What Pezeshkian is asking of doctors

More than 300 hours into the nationwide internet blackout, the full scale of the killings—along with precise numbers of dead, wounded, and detained—remains unclear. Some estimates place the death toll at 12,000, even 20,000. Few groups, however, are as directly exposed to what unfolded on January 8–9 as medical workers.

Pezeshkian is urging the medical community—under the banner of prioritizing a “therapeutic role rather than a political role”—to accept and reinforce the state’s account of the “recent events.” In practical terms, this positions doctors as agents of social “calming,” while discouraging critical analysis or independent political readings that the state labels “desired by the enemies.” By reframing mass protest as a mental-health problem rather than a political crisis, the approach shifts responsibility away from structures of power and toward the healthcare sector—using physicians’ public credibility to lower tensions without structural change.

Pezeshkian speaks of “prevention,” but in this framing prevention means preventing renewed protest through psychological intervention, not addressing the economic and political roots of mass dissatisfaction. While he gestures to factors such as employment and deprivation, the proposed solution remains therapy and mental-health programming—not reform of unequal structures. His admission that, “from a certain point onward, responsibility… was beyond the government’s capacity” underscores the gap between what society demands and what the state is prepared to change. As a physician himself, Pezeshkian also knows what is at stake: he is trying to keep the medical community aligned with the government and prevent it from moving toward the protest movement.

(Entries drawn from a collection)
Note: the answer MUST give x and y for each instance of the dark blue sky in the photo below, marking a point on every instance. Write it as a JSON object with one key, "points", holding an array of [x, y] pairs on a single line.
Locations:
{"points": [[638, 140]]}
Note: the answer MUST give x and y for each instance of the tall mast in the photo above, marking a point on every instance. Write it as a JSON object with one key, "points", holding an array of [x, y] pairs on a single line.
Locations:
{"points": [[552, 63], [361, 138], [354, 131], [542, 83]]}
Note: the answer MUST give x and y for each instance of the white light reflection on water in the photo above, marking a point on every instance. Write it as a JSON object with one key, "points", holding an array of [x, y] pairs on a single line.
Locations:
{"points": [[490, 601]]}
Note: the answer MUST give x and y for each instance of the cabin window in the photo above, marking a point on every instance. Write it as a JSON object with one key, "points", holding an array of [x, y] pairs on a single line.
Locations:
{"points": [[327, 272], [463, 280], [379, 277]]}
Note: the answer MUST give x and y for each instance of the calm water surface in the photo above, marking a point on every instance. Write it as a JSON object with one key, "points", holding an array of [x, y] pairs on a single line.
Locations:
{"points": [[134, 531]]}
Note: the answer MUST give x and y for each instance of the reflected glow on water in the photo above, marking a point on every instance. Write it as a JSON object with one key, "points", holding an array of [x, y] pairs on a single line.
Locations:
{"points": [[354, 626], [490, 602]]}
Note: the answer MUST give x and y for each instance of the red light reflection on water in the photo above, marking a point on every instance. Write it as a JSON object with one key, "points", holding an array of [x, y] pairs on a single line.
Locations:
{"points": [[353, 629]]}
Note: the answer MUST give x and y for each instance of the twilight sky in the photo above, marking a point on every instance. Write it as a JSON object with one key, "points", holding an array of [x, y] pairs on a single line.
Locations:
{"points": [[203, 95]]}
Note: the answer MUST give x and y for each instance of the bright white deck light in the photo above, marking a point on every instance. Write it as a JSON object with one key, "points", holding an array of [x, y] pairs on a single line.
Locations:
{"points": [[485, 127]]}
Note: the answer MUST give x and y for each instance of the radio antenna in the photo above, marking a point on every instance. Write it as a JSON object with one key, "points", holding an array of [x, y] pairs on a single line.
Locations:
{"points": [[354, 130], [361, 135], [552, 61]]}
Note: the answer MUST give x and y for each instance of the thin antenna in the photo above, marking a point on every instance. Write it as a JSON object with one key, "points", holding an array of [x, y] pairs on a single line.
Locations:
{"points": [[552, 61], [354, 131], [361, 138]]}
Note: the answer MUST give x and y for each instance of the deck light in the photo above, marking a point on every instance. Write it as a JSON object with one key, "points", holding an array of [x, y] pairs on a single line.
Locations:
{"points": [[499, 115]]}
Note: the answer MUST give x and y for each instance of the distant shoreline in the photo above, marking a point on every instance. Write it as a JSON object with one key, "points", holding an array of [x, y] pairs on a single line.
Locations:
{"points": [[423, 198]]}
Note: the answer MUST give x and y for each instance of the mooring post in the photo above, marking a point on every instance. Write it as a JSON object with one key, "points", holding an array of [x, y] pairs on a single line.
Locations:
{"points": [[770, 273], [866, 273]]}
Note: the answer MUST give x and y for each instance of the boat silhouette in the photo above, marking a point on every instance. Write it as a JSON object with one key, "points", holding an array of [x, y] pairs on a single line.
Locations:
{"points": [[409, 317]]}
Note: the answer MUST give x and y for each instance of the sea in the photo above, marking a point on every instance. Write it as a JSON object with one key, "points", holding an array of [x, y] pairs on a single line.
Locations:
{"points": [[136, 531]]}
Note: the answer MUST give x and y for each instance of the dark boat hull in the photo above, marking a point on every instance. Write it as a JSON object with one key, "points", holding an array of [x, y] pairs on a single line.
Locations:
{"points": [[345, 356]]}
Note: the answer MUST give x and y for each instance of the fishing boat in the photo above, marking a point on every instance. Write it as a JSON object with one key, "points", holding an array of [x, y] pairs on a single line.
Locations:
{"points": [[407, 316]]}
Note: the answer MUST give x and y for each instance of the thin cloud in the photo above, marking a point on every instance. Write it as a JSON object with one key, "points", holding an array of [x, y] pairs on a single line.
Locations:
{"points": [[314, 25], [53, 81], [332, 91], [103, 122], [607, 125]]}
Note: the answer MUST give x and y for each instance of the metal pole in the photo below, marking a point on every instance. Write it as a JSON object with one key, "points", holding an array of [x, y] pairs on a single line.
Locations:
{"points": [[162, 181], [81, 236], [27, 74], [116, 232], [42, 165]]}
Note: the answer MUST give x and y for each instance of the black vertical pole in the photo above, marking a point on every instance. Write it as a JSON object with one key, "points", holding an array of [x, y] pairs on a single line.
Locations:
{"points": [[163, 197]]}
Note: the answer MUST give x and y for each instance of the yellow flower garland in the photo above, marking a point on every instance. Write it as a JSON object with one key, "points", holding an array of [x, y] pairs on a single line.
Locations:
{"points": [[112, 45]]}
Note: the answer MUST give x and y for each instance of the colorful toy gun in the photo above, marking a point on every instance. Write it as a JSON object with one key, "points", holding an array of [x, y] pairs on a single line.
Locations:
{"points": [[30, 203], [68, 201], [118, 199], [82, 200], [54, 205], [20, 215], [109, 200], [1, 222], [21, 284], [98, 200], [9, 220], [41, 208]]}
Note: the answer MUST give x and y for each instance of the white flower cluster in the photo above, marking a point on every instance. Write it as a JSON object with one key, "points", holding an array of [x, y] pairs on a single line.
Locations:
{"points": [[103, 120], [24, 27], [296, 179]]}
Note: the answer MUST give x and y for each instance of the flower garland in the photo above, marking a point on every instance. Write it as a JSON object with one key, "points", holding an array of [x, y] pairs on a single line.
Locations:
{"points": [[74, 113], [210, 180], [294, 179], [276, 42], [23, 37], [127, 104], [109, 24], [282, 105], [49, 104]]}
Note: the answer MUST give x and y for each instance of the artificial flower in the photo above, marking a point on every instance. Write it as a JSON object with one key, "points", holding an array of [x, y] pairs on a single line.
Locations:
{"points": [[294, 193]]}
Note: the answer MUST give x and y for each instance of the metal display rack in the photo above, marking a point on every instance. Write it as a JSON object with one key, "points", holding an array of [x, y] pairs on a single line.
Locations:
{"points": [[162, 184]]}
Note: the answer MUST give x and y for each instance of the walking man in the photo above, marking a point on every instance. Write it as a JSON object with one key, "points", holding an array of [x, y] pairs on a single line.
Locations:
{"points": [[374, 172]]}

The problem:
Please print, word for word, the stretch of the passage on Pezeshkian and doctors from "What Pezeshkian is" through "as medical workers.".

Completed task:
What Pezeshkian is asking of doctors

More than 300 hours into the nationwide internet blackout, the full scale of the killings—along with precise numbers of dead, wounded, and detained—remains unclear. Some estimates place the death toll at 12,000, even 20,000. Few groups, however, are as directly exposed to what unfolded on January 8–9 as medical workers.